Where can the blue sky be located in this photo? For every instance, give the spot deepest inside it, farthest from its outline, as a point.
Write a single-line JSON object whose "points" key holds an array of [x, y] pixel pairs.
════
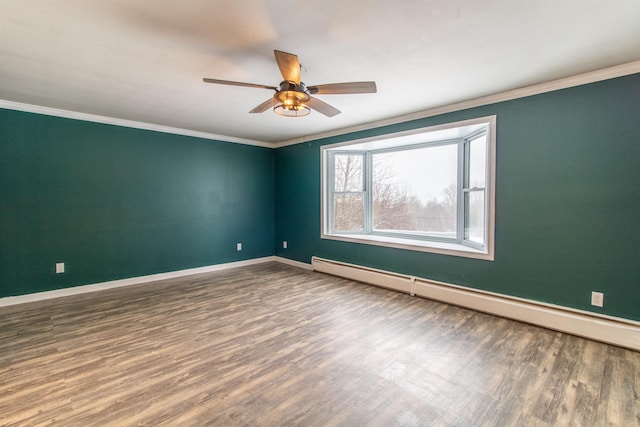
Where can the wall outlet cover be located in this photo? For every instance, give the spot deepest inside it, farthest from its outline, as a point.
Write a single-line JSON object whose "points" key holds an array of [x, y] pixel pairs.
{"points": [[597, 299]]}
════
**What you need to do:** Pick out every row in both blocks that contains the word "spot" and copy each one in full.

**Written solution:**
Where can the blue sky be located in this photo? For every instance, give the spot deepest inside it, farthest from its outline, as a point.
Where can the wall outlet cover be located in this photo? For every instance, give the spot deepest inside it, farthest from its outline, as a point.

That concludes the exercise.